** Exercises **
a) Answer these questions using the public information passage on low blood magnesium:
(i) According to the passage, where in the body is most magnesium absorbed?
(ii) What does the passage say proton pump inhibitors do?
(iii) Which inherited kidney condition does the passage name?
b) Decide whether each statement agrees with the public information passage on low blood magnesium. Answer yes or no, and quote the words from the passage that settle it.
(i) Losing too much magnesium in the urine can lead to the condition.
(ii) Diuretics are described as drugs that weaken the immune system.
(iii) Antibiotics are described as generally used to treat cancer.
c) Carry on the public information passage about low blood magnesium, starting after its final line.

** Excerpt provided **
────────────────

Information for the public
What is hypomagnesaemia?
Hypomagnesaemia is a condition in which someone has abnormally low levels of magnesium in their blood. The condition can occur if people do not get enough magnesium in their diet, if they are not able to absorb magnesium properly, or if they lose too much magnesium in their urine.
Hypomagnesaemia can happen for a number of reasons, including if a person:
has malnutrition or diarrhoea
is taking certain types of medicines such as proton pump inhibitors (which reduce the amount of acid made by the stomach), diuretics (which help people lose water from their bodies), antibiotics (generally used to treat infections), some chemotherapy drugs (used to treat cancer), or immunosuppressants (drugs that weaken the immune system)
has certain inherited kidney conditions, such as Gitelman's syndrome, or
has had part of their small intestine removed (the small intestine is where most magnesium is absorbed by the body).

────────────────

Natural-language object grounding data
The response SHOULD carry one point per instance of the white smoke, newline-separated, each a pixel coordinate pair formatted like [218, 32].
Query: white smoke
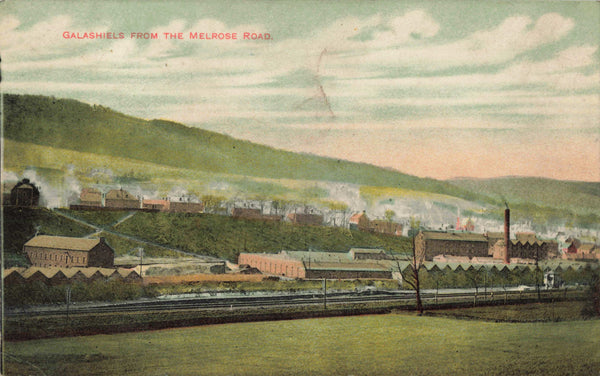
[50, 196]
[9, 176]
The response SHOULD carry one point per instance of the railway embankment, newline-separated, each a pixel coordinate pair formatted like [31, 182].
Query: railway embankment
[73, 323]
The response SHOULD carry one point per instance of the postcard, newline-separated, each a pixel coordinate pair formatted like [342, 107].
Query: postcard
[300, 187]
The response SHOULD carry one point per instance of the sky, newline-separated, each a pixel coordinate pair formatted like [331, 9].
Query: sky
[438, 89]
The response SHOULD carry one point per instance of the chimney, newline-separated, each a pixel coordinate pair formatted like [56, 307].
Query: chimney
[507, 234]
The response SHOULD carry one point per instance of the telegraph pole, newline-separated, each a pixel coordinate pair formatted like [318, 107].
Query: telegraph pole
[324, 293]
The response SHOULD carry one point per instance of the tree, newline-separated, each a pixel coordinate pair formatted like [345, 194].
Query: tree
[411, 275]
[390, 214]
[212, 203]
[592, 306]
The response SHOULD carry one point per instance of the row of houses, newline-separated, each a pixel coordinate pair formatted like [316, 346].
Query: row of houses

────────────────

** Answers to this exercise **
a)
(i) In the small intestine.
(ii) They reduce the amount of acid made by the stomach.
(iii) Gitelman's syndrome.

b)
(i) Yes: "if they lose too much magnesium in their urine"
(ii) No: "diuretics (which help people lose water from their bodies)"
(iii) No: "antibiotics (generally used to treat infections)"

c)
Often hypomagnesaemia does not cause any symptoms, but if someone's magnesium levels are low enough it can cause problems such as muscle weakness and tremors, seizures, and irregular heart rhythms. If someone has symptoms caused by hypomagnesaemia, they are often treated with an infusion (or 'drip') of magnesium into a vein (intravenous infusion). Sometimes they are given an injection of magnesium into the muscle (intramuscular injection) instead, or an oral magnesium supplement, usually in the form of a tablet. Oral magnesium supplements are also used to prevent hypomagnesaemia from coming back, which is the focus of this evidence summary.